1        La demande de décision préjudicielle porte sur l’interprétation de l’article 11, paragraphe 1, sous b), et de l’article 13, paragraphe 2, du règlement (UE) no 1215/2012 du Parlement européen et du Conseil, du 12 décembre 2012, concernant la compétence judiciaire, la reconnaissance et l’exécution des décisions en matière civile et commerciale (JO 2012, L 351, p. 1).

2        Cette demande a été présentée dans le cadre d’un litige opposant M. Paweł Hofsoe à LVM Landwirtschaftlicher Versicherungsverein Münster AG (ci-après « LVM »), dont le siège est à Münster (Allemagne) au sujet du recouvrement, par le premier, d’une créance d’indemnité d’assurance à charge de la seconde devant les juridictions polonaises.

 Le cadre juridique

 Le droit de l’Union

 Le règlement no 1215/2012

3        Le règlement no 1215/2012 énonce, à ses considérants 15 et 18 :

« (15)      Les règles de compétence devraient présenter un haut degré de prévisibilité et s’articuler autour de la compétence de principe du domicile du défendeur. Cette compétence devrait toujours être disponible, sauf dans quelques cas bien déterminés où la matière en litige ou l’autonomie des parties justifie un autre critère de rattachement. S’agissant des personnes morales, le domicile doit être défini de façon autonome de manière à accroître la transparence des règles communes et à éviter les conflits de compétence.

[...]

(18)      S’agissant des contrats d’assurance, de consommation et de travail, il est opportun de protéger la partie la plus faible au moyen de règles de compétence plus favorables à ses intérêts que ne le sont les règles générales. »

4        Le chapitre II de ce règlement, consacré aux règles de compétence, comporte une section 1 qui, sous le titre « Dispositions générales », se compose des articles 4 à 6.

5        L’article 4, paragraphe 1, dudit règlement prévoit :

« Sous réserve du présent règlement, les personnes domiciliées sur le territoire d’un État membre sont attraites, quelle que soit leur nationalité, devant les juridictions de cet État membre. »

6        Aux termes de l’article 5, paragraphe 1, de ce même règlement :

« Les personnes domiciliées sur le territoire d’un État membre ne peuvent être attraites devant les juridictions d’un autre État membre qu’en vertu des règles énoncées aux sections 2 à 7 du présent chapitre. »

7        Les règles de compétence en matière d’assurances, qui font l’objet du chapitre II, section 3, du règlement no 1215/2012, figurent aux articles 10 à 16 de ce dernier.

· · · ·

## Tâches à faire
(1) Selon l'extrait de page, pourquoi le domicile des personnes morales doit-il être défini de façon autonome ? Répondez en une à trois phrases.
(2) Répondez à ces questions à l'aide de l'extrait de page :
(a) Dans quelle ville LVM a-t-elle son siège ?
(b) Quels articles forment la section 1 du chapitre II du règlement ?
(c) Dans quels articles se trouvent les règles de compétence en matière d'assurances ?

## Données enregistrées
· · · ·

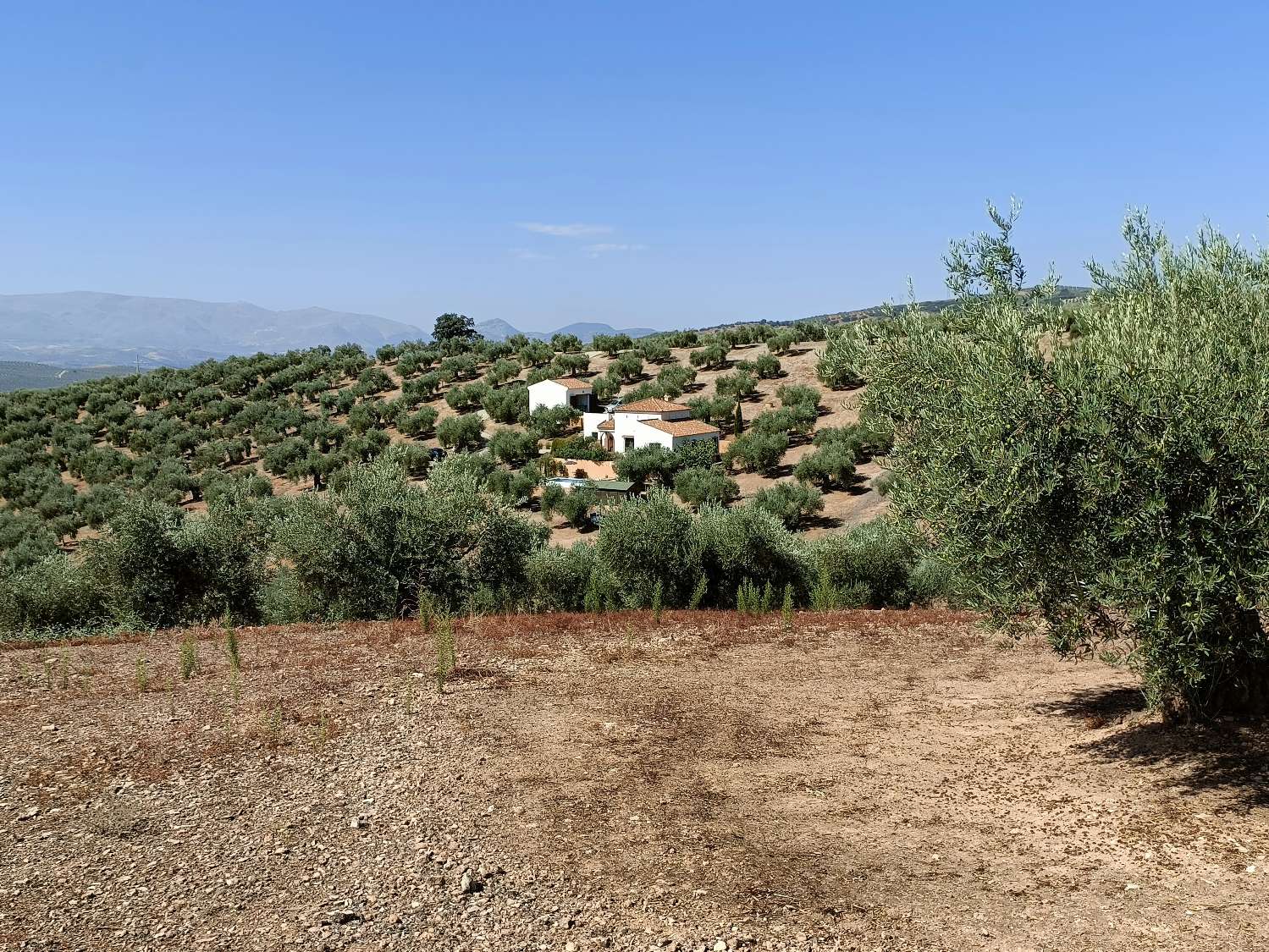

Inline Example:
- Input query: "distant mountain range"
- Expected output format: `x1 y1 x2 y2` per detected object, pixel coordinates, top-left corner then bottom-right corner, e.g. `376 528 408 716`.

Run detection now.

· · · ·

## Les réponses
(1) Le domicile des personnes morales doit être défini de façon autonome pour rendre les règles communes plus transparentes. Cela doit aussi éviter les conflits de compétence.

(2)
(a) À Münster, en Allemagne.
(b) Les articles 4 à 6.
(c) Les articles 10 à 16.